- TO DO -
Set every entry down again precisely.
[[ DATA EXTRACTS open ]]
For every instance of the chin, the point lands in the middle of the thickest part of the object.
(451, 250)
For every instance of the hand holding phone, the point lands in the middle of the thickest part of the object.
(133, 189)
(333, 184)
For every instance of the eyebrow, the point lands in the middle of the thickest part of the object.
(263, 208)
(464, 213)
[[ DATA EXTRACTS closed ]]
- ANSWER TO THIS EXERCISE -
For every instance of the chin, the point lands in the middle of the thickest part of the object.
(451, 250)
For every instance of the hand holding phone, the point lands in the middle of the thickest part of the object.
(133, 189)
(333, 184)
For every instance of the eyebrow, the point lands in the middle of the thickest part of the object.
(263, 208)
(464, 213)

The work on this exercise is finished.